[Items from a dataset]

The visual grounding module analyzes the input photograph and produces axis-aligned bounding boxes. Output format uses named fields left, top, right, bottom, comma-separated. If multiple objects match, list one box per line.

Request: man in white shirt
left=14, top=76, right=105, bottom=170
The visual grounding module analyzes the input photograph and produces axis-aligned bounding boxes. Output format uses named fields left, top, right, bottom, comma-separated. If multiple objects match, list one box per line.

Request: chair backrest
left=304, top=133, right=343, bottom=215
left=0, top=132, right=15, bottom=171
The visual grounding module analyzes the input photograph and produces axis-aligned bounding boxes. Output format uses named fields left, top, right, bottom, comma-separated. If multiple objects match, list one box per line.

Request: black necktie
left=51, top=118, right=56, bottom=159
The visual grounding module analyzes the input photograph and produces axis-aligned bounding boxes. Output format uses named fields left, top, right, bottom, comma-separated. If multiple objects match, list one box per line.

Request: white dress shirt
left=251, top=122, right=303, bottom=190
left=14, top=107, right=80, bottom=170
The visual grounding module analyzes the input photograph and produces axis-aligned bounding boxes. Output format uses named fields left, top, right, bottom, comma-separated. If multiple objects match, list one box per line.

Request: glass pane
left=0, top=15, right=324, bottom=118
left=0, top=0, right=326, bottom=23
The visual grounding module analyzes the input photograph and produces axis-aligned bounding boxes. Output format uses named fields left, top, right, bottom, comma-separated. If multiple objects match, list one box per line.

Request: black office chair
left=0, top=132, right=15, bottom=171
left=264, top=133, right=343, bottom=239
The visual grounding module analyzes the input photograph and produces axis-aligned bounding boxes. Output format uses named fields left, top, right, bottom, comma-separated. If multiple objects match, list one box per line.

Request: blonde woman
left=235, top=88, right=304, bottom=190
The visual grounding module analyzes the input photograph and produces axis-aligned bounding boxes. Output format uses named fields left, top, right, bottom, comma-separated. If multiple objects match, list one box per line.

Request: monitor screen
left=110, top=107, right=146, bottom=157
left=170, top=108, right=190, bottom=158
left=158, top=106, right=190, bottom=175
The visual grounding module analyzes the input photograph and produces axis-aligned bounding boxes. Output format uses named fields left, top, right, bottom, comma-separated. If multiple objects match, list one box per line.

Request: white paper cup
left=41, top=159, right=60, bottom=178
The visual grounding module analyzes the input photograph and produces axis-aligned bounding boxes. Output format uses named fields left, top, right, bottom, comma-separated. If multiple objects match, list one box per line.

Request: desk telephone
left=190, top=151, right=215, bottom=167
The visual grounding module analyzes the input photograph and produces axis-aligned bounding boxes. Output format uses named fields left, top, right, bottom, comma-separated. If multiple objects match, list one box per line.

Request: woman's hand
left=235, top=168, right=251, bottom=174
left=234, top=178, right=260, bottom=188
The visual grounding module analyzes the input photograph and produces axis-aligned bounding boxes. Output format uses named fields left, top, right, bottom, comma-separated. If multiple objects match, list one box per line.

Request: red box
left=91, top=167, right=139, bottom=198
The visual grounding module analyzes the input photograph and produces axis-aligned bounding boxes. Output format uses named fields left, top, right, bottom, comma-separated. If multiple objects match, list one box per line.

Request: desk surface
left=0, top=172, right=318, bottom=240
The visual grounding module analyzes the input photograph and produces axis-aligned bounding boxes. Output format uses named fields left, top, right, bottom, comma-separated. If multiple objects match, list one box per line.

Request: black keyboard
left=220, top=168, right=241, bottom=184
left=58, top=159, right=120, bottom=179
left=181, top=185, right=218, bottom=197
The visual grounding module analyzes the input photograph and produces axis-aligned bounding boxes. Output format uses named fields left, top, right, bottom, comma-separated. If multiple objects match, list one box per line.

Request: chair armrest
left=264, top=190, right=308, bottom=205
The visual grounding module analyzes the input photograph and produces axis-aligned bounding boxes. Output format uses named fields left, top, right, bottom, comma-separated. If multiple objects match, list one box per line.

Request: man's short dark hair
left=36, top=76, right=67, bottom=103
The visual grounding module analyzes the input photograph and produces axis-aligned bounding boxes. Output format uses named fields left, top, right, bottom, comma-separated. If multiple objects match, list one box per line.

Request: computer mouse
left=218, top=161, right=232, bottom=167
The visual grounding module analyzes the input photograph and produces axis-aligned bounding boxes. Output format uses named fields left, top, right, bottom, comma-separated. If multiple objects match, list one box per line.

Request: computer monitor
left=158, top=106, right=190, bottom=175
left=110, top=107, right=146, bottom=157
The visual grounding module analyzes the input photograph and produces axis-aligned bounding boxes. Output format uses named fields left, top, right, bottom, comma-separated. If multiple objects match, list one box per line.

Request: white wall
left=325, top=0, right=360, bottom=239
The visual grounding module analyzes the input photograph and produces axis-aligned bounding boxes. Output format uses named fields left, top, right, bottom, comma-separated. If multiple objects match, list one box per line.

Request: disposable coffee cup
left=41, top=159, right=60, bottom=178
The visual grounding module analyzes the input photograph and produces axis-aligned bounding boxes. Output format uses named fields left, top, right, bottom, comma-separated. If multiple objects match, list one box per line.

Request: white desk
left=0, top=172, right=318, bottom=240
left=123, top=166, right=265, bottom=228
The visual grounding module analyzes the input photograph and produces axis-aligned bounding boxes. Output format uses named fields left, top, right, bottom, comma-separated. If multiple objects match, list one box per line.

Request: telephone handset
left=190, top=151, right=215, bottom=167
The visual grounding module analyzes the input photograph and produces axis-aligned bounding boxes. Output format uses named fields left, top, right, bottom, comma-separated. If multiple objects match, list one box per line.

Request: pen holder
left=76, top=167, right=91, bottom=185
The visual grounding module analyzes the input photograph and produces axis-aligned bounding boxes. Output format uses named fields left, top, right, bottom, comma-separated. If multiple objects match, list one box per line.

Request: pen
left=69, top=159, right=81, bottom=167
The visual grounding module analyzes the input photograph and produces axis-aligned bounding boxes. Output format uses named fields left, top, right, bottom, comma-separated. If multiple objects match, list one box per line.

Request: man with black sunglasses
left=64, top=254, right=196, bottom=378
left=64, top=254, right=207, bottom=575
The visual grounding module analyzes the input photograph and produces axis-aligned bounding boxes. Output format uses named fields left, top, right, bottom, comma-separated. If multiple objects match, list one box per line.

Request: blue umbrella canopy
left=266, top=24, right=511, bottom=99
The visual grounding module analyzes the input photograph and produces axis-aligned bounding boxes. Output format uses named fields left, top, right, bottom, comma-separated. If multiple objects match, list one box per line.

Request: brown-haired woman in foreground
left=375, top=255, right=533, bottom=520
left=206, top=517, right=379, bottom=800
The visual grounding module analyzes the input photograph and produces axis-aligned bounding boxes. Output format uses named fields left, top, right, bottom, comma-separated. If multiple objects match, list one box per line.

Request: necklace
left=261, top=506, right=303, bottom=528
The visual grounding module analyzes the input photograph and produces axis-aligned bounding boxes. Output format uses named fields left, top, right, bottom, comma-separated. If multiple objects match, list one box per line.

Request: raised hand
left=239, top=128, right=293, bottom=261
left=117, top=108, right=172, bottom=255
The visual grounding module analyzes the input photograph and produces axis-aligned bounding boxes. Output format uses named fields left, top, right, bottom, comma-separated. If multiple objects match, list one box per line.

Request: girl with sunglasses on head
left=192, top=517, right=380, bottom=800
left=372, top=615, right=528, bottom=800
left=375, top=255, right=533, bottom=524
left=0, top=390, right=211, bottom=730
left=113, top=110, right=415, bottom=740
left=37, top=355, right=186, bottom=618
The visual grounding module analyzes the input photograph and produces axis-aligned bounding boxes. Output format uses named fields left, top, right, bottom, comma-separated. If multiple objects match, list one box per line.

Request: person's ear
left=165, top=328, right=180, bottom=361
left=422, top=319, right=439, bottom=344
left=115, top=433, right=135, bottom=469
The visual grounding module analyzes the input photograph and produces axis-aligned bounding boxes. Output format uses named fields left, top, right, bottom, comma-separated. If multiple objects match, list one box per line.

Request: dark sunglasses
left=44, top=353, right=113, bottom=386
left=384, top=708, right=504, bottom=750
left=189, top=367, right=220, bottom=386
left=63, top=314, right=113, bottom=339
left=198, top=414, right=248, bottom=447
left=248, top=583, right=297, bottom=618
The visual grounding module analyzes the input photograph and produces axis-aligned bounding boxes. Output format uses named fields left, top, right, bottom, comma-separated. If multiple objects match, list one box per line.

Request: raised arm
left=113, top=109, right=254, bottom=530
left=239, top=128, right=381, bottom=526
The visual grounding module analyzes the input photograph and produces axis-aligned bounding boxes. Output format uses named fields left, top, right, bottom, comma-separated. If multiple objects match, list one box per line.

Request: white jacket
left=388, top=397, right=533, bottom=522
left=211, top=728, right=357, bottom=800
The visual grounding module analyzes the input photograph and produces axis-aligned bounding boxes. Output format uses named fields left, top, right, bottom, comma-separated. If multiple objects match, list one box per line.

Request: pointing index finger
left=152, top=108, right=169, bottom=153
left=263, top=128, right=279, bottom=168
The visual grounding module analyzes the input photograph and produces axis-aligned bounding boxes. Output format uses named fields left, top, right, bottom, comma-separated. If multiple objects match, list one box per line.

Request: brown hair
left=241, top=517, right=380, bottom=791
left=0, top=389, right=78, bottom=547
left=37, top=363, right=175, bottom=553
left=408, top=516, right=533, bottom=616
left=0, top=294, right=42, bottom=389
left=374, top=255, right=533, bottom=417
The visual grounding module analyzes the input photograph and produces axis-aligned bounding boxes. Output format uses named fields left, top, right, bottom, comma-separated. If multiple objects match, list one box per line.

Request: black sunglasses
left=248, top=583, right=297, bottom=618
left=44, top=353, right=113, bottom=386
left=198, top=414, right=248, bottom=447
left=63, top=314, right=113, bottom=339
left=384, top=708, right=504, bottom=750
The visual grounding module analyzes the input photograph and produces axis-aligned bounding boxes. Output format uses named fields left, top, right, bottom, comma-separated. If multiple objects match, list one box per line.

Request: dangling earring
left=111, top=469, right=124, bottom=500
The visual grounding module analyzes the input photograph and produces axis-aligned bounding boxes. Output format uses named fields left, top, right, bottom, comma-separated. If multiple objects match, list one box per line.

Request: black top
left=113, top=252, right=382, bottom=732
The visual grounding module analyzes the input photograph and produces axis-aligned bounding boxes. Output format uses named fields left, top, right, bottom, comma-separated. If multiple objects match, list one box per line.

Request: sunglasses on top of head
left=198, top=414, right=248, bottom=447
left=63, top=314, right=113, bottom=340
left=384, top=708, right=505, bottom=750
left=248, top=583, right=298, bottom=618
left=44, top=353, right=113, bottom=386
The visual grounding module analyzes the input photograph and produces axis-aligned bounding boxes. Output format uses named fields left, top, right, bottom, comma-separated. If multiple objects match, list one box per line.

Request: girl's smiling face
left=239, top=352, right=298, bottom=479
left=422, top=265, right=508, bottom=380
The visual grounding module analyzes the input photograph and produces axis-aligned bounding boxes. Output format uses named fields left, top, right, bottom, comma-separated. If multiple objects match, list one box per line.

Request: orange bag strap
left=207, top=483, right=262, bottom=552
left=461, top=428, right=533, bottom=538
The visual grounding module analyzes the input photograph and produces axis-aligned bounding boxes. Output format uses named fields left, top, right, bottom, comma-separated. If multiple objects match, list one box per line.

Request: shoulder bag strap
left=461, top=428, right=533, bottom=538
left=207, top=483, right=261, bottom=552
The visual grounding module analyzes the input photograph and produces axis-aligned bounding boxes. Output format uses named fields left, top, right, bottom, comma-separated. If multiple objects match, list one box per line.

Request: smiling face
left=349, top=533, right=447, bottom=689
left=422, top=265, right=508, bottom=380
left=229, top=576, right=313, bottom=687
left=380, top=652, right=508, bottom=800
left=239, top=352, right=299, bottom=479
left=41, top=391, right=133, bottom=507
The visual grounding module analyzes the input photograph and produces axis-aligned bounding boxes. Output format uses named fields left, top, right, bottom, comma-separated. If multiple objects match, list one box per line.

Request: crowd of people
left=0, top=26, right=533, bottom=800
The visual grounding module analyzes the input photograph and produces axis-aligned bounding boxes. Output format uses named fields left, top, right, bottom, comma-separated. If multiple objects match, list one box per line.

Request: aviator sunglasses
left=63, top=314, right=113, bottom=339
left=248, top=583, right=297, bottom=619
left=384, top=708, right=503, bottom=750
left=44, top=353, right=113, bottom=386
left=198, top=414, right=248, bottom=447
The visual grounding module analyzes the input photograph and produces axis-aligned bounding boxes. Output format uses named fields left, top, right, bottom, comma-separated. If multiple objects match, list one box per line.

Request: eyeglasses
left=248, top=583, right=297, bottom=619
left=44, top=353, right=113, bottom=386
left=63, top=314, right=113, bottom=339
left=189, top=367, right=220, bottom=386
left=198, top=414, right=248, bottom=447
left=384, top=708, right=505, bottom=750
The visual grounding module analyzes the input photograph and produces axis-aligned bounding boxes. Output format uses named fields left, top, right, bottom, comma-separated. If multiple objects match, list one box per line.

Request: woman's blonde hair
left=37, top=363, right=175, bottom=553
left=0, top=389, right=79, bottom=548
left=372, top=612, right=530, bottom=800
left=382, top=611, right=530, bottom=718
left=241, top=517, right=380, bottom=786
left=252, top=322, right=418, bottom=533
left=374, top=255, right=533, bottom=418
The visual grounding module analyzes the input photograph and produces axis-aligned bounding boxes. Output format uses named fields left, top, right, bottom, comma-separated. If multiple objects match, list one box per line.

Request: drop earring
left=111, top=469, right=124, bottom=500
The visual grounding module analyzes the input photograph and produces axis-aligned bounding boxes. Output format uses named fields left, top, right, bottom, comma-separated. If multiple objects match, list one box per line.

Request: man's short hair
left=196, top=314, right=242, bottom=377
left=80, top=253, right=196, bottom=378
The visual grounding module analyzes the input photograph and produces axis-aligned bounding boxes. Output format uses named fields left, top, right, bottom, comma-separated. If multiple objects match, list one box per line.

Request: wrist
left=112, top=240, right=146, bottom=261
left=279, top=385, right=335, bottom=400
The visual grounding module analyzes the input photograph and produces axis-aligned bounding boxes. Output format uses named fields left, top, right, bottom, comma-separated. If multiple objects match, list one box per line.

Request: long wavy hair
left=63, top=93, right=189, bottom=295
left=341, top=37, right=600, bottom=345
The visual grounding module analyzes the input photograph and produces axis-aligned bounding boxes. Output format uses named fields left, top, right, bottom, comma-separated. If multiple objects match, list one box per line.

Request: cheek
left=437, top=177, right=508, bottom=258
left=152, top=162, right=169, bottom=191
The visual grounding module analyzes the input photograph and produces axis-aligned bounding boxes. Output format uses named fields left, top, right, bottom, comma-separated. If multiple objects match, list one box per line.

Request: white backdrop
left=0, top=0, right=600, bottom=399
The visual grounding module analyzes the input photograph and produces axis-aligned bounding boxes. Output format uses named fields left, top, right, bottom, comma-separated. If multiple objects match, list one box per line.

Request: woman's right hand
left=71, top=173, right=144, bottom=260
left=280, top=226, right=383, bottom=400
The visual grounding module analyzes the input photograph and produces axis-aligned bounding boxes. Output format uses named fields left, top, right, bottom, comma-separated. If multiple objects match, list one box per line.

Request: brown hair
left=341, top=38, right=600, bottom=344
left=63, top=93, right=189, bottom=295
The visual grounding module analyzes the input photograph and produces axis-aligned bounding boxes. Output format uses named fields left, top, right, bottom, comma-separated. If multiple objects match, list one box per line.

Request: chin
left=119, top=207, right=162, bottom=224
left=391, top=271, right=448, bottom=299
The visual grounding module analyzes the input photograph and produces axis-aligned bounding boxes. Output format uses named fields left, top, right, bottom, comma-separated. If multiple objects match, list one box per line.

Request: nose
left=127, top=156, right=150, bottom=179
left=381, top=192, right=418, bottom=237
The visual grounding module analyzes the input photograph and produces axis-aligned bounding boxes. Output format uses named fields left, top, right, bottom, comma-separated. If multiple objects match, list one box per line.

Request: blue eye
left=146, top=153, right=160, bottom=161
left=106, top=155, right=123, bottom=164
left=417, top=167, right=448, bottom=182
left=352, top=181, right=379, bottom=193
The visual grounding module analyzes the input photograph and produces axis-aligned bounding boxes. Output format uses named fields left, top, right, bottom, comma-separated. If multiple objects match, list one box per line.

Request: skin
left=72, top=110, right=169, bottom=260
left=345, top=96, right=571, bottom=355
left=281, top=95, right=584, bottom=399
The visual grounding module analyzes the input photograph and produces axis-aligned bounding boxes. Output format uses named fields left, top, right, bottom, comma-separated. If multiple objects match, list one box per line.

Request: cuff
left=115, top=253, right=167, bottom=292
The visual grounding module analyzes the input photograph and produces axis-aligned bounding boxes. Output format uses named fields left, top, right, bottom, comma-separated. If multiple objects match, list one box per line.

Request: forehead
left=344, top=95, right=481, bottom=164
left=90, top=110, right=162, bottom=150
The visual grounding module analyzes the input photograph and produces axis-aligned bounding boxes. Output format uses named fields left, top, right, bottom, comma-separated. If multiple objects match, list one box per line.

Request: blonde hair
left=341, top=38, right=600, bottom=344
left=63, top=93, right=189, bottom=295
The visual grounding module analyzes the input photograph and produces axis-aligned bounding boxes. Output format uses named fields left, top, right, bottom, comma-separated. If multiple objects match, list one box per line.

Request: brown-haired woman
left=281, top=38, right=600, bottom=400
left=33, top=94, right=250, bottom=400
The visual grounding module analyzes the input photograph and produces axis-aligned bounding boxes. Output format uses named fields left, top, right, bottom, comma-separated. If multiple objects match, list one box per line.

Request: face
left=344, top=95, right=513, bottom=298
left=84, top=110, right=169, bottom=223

§ What this task involves: Reproduce everything from the start of the material down to the line containing "left=0, top=0, right=326, bottom=23", replacing each occurrence of "photograph" with "image" and leaving all else unchanged.

§ Output for this task:
The visual grounding module analyzes the input image and produces axis-aligned bounding boxes. Output format uses named fields left, top, right, bottom, comma-separated. If multiple objects match, list one box per line.

Request: man in white shirt
left=14, top=76, right=105, bottom=170
The visual grounding module analyzes the input image and produces axis-aligned bounding boxes. Output format uses named fields left, top, right, bottom, comma-separated. If multiple objects match, list one box per line.

Request: chair backrest
left=304, top=133, right=343, bottom=215
left=0, top=132, right=15, bottom=171
The visual grounding module analyzes the input image and produces axis-aligned bounding boxes. Output format uses named fields left, top, right, bottom, comma-separated. If multiple objects match, list one box per line.

Request: black necktie
left=51, top=118, right=56, bottom=159
The visual grounding module analyzes the input image and produces axis-aligned bounding boxes. Output format uses named fields left, top, right, bottom, comma-separated. If multiple objects match, list one box per line.

Request: white dress shirt
left=251, top=122, right=303, bottom=190
left=14, top=107, right=80, bottom=170
The visual grounding module analyzes the input image and produces axis-aligned bounding boxes. Output format uses named fields left, top, right, bottom, comma-separated. If multiple objects match, list one box per line.

Request: glass pane
left=0, top=15, right=324, bottom=118
left=0, top=0, right=326, bottom=23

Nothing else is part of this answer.